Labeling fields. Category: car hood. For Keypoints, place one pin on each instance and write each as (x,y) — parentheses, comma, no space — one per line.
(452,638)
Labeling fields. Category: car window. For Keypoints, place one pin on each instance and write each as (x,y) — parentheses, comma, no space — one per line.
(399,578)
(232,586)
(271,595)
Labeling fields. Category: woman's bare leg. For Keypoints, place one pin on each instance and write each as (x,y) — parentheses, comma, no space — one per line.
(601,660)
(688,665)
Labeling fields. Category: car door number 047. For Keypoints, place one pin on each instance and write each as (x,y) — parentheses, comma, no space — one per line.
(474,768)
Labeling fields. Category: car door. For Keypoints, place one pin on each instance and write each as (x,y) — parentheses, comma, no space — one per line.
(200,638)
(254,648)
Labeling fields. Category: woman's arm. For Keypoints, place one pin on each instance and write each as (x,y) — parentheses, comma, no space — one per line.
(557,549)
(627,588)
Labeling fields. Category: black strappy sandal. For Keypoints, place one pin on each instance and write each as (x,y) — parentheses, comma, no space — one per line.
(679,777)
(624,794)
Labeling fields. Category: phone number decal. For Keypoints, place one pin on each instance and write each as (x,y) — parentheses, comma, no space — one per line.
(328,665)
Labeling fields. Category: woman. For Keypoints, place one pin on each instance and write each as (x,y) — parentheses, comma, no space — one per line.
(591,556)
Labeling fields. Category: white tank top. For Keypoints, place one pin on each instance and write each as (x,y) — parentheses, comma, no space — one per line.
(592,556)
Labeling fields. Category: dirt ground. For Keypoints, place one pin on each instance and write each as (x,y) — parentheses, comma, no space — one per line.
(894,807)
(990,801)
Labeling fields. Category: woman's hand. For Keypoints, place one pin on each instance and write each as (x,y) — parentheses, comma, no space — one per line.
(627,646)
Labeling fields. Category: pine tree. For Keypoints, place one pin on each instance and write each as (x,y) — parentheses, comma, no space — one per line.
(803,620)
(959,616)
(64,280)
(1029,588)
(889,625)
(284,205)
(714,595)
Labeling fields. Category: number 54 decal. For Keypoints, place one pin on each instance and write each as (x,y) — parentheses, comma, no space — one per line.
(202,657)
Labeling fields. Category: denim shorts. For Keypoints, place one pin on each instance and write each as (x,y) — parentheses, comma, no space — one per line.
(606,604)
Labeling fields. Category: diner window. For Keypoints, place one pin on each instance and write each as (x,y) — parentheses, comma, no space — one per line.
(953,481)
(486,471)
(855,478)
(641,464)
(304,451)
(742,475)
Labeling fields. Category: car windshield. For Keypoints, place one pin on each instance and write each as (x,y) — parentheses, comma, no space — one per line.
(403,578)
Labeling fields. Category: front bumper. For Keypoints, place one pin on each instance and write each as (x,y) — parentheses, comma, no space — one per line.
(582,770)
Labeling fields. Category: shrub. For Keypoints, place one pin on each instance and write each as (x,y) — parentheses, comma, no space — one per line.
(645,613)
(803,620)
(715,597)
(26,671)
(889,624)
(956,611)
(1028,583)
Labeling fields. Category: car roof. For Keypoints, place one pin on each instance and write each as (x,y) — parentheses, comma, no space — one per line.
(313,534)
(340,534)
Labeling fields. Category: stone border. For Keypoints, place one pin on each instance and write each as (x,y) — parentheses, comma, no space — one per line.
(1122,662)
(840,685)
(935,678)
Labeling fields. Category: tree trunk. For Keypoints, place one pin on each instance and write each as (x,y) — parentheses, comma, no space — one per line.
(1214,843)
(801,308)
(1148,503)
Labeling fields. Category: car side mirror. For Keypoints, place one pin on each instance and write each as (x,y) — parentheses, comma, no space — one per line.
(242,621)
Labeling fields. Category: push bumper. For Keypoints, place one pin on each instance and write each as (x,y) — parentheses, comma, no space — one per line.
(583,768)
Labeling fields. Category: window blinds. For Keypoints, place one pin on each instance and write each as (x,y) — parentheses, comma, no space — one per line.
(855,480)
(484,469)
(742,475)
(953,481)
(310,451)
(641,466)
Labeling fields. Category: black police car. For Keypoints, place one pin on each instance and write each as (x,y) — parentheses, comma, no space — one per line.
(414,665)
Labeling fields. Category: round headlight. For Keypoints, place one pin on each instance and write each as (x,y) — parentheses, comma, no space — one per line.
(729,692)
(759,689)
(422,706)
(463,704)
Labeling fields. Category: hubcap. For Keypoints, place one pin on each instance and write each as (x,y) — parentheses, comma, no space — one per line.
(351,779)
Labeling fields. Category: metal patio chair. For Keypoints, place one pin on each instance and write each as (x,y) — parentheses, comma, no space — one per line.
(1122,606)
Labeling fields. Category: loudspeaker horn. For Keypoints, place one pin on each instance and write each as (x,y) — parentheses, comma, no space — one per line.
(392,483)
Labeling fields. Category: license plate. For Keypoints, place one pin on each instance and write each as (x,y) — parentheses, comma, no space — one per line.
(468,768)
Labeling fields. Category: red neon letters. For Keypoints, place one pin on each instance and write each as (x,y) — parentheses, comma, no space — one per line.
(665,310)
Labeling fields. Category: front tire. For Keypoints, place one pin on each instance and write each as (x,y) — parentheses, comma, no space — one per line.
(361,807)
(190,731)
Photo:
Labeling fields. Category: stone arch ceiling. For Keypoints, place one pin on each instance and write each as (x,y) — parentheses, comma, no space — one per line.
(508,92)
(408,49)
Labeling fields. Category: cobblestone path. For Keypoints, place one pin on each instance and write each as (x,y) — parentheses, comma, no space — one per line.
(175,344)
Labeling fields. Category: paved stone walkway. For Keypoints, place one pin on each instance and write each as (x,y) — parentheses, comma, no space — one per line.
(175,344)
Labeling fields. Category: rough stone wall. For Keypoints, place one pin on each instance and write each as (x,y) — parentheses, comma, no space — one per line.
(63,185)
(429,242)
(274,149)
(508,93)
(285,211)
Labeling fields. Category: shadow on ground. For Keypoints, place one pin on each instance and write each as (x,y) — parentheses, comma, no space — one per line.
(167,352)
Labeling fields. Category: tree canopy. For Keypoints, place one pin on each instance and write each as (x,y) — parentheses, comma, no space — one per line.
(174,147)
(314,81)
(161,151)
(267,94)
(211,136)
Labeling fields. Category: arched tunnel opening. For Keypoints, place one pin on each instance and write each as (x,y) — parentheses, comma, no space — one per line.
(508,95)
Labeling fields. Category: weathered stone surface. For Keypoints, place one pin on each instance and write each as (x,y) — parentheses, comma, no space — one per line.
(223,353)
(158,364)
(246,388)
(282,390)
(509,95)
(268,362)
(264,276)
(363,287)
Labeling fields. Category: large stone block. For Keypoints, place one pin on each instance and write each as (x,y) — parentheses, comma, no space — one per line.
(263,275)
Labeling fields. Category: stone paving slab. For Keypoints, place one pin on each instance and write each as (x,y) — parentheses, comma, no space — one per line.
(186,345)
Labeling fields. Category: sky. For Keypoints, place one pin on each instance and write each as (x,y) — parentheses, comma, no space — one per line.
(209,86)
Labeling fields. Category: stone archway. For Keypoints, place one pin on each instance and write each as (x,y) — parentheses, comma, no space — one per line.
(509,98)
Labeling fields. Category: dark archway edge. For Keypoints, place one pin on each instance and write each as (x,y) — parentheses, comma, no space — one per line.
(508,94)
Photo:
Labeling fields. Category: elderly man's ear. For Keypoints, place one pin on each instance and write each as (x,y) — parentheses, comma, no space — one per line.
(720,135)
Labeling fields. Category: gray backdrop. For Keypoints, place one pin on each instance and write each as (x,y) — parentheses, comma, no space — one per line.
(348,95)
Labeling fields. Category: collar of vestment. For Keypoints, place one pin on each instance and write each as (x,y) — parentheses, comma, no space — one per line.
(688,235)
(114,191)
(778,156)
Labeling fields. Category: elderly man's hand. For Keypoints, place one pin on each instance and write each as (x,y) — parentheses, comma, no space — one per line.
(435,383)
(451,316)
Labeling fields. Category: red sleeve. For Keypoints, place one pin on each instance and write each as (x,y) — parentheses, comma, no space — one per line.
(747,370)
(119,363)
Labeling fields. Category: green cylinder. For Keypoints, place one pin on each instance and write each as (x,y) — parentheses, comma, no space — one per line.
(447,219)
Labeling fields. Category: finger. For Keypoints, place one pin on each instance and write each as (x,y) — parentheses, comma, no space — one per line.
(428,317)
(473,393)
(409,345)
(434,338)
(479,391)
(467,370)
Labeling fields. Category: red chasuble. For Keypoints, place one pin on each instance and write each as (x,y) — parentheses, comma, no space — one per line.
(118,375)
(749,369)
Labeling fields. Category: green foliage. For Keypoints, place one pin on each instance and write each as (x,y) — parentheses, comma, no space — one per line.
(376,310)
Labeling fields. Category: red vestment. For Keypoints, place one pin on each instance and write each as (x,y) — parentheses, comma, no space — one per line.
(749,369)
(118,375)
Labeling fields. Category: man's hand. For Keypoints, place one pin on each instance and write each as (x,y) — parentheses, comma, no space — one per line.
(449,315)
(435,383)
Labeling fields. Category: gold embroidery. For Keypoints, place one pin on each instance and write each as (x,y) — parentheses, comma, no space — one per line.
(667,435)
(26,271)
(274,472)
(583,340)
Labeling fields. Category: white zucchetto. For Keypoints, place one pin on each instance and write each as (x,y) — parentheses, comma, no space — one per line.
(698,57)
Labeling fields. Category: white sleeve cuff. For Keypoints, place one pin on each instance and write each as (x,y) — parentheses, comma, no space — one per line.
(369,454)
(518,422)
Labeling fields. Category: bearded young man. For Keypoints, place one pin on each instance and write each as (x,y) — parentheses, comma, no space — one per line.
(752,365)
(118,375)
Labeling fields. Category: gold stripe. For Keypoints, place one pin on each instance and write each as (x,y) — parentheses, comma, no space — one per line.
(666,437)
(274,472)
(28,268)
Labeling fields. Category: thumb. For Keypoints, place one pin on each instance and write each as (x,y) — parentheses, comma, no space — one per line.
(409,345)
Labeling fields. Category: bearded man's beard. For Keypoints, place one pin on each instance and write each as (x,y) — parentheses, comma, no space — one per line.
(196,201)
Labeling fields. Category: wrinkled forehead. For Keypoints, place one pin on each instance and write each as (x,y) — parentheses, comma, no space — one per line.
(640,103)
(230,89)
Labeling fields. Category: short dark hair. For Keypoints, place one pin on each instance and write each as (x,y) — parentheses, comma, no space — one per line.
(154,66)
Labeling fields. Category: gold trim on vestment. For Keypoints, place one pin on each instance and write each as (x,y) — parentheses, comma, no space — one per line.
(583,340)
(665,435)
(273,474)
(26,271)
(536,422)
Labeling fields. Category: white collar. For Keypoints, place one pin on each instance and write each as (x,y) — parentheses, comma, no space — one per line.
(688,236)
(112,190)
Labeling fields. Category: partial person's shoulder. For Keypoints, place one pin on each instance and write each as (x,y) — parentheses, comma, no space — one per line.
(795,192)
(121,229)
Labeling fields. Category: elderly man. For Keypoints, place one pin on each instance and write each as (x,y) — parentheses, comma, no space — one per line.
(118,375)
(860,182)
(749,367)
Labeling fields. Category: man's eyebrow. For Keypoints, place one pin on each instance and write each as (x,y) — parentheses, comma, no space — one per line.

----

The task :: Switch "elderly man" to "older man" in the material. Begin at the line that has "Labeling fields. Category: white collar.", stop after the last line of the material, and write out those lines with nothing else changed.

Solution to the problem ::
Labeling fields. Category: white collar. For Keypoints, place one pin on each instance and write each as (x,y) — parentheses, comma, no space — one per line.
(688,236)
(112,190)
Labeling fields. Category: partial person's shoulder. For Keypoints, place one pin on each instance and write each as (x,y) — parentheses, comma, no space — one per line.
(795,192)
(121,229)
Labeling fields. Category: older man. For Keypoints, place one pin on each instance and write each as (x,y) — parentheses, comma, no space — one per line.
(118,375)
(860,182)
(749,367)
Labeling fields. Category: man's eyebrow. For Keypoints, place one pin on each instance and write each as (x,y) — parentheses, comma, no space — one per line.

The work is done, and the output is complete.